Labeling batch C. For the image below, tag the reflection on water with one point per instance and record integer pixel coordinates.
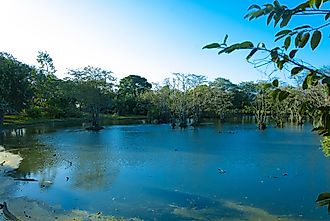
(156, 173)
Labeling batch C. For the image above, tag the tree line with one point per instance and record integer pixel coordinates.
(182, 99)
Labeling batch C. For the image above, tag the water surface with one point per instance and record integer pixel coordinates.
(223, 172)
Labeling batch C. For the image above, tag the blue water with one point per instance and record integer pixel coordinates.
(152, 172)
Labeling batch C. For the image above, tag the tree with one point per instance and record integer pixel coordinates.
(181, 106)
(15, 90)
(284, 56)
(50, 98)
(45, 62)
(92, 91)
(129, 99)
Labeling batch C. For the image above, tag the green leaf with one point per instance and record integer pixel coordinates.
(246, 45)
(254, 6)
(311, 3)
(326, 80)
(274, 55)
(225, 39)
(318, 3)
(302, 27)
(298, 39)
(327, 16)
(296, 70)
(304, 40)
(280, 64)
(277, 18)
(293, 53)
(286, 18)
(253, 51)
(266, 86)
(316, 38)
(283, 32)
(323, 196)
(275, 83)
(270, 17)
(287, 42)
(275, 93)
(283, 95)
(305, 85)
(211, 46)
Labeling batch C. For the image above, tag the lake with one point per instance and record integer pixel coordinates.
(152, 172)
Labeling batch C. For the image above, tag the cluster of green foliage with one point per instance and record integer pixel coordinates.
(184, 99)
(284, 58)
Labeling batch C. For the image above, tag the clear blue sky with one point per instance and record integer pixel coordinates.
(151, 38)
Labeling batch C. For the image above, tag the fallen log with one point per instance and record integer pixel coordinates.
(25, 179)
(8, 214)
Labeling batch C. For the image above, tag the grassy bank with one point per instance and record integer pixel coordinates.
(19, 120)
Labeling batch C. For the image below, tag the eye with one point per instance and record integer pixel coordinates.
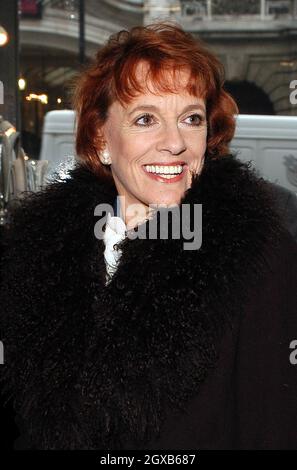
(195, 119)
(146, 120)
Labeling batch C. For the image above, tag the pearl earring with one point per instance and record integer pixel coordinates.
(106, 157)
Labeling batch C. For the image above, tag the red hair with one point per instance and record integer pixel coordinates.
(165, 47)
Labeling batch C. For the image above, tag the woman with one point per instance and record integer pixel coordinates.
(178, 348)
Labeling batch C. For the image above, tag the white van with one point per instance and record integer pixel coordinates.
(270, 142)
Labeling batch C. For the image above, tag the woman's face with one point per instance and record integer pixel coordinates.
(153, 143)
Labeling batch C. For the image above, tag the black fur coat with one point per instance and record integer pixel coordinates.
(183, 349)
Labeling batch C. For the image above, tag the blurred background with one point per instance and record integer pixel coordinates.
(44, 44)
(52, 39)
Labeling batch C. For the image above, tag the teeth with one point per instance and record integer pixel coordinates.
(164, 170)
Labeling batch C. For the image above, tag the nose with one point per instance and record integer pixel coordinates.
(171, 140)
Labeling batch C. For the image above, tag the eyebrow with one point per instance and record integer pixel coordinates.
(150, 107)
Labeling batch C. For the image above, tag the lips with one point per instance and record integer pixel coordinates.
(169, 172)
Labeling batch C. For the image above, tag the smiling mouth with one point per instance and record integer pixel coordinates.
(169, 172)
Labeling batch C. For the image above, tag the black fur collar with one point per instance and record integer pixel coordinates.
(95, 367)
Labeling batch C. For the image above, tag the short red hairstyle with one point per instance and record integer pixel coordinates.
(112, 76)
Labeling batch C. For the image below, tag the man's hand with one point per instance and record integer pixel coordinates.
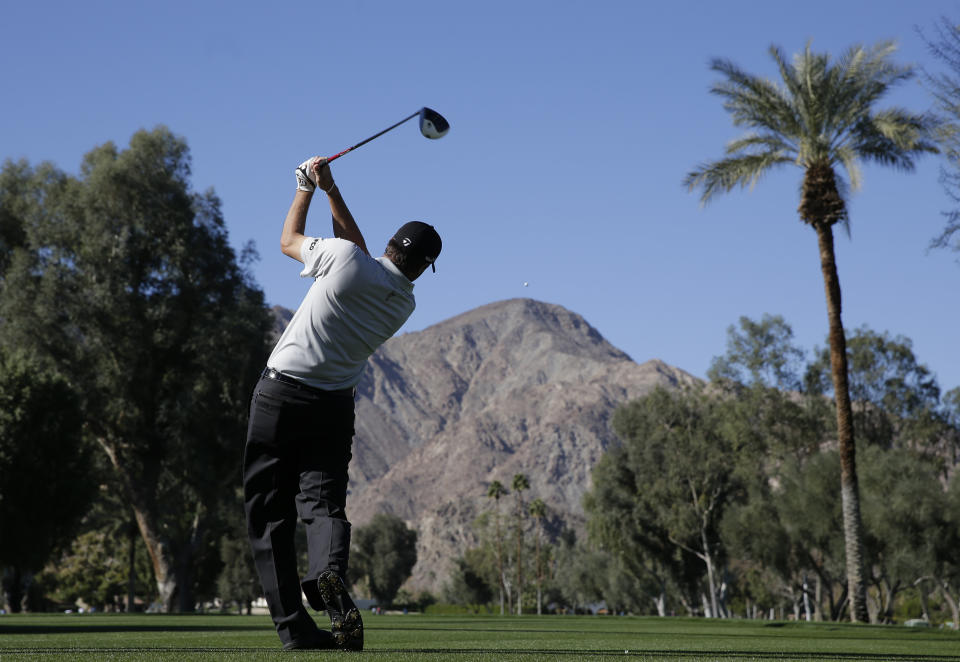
(306, 179)
(322, 175)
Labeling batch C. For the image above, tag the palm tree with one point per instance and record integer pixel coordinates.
(538, 510)
(821, 117)
(495, 491)
(520, 483)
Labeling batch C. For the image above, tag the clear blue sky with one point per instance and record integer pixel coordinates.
(573, 126)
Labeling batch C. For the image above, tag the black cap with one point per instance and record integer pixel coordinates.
(420, 242)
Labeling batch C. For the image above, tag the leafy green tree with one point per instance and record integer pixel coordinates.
(520, 483)
(95, 570)
(538, 511)
(945, 86)
(896, 399)
(384, 552)
(468, 583)
(760, 354)
(238, 582)
(905, 518)
(672, 481)
(126, 280)
(823, 116)
(947, 574)
(496, 491)
(44, 469)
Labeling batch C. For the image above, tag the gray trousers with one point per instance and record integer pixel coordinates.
(295, 462)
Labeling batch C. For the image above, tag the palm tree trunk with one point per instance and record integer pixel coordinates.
(849, 487)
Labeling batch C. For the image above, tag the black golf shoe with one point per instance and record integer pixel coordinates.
(321, 639)
(345, 621)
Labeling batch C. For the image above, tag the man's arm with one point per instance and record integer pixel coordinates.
(344, 227)
(291, 238)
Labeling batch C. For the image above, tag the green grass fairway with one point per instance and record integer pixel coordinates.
(108, 637)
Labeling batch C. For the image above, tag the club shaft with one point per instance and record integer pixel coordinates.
(364, 142)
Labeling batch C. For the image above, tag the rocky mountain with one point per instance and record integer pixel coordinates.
(517, 386)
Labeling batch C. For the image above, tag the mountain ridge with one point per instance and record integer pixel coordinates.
(515, 386)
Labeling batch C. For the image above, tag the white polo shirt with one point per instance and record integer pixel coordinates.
(355, 304)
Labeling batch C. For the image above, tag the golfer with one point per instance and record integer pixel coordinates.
(301, 425)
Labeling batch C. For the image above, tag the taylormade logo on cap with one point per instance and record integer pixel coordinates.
(419, 241)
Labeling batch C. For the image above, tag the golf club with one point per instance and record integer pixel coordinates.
(432, 125)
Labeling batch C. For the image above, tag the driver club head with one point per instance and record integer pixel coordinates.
(432, 124)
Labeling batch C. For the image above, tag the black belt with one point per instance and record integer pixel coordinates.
(278, 376)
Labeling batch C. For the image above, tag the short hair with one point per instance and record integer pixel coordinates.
(403, 260)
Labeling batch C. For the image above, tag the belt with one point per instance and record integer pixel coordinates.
(278, 376)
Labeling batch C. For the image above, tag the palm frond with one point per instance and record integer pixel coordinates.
(754, 101)
(723, 175)
(894, 137)
(766, 142)
(847, 157)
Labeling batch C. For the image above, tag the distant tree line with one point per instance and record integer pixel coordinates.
(724, 500)
(131, 335)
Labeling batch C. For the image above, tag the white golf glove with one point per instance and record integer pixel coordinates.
(306, 180)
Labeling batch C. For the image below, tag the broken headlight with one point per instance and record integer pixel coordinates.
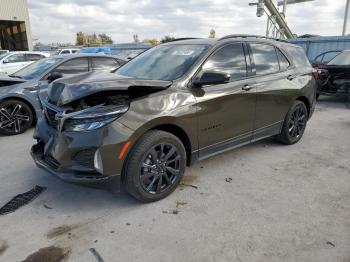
(91, 120)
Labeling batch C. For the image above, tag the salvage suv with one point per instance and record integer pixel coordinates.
(170, 106)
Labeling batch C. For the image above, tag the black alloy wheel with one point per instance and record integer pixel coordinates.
(297, 122)
(294, 124)
(160, 169)
(154, 166)
(15, 117)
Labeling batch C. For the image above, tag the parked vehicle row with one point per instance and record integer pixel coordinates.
(334, 75)
(170, 106)
(19, 102)
(11, 62)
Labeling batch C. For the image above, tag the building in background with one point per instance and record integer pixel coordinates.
(15, 31)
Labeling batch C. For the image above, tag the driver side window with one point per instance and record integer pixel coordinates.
(16, 58)
(73, 67)
(229, 59)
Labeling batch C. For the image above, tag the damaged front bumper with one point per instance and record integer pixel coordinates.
(37, 153)
(89, 158)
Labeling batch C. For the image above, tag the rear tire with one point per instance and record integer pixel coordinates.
(294, 124)
(155, 166)
(15, 117)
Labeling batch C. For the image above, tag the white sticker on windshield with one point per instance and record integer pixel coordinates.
(183, 52)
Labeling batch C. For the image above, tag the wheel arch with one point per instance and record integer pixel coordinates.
(24, 101)
(180, 134)
(307, 103)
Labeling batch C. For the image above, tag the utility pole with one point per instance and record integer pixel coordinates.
(284, 8)
(346, 17)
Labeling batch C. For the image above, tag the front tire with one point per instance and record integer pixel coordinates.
(15, 117)
(294, 124)
(155, 166)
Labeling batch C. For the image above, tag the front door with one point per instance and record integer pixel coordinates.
(226, 111)
(274, 89)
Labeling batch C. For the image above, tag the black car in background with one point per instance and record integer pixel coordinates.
(334, 77)
(19, 103)
(324, 58)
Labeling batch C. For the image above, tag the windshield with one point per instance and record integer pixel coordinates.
(35, 69)
(164, 62)
(3, 55)
(341, 59)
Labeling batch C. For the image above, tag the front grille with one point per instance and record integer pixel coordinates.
(51, 117)
(51, 161)
(85, 158)
(21, 200)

----

Task to carry out
Rewrite the lines from the one containing "Labeling batch C. For the image above, tag the front grille" through the end of the records, substituting "radiator grille" for "front grille" and leaving everything else as it is.

Answer below
Labeling batch C. For the image above, tag the radiator grille with one point per instance and record integer pixel coordinates.
(51, 117)
(51, 161)
(85, 158)
(21, 200)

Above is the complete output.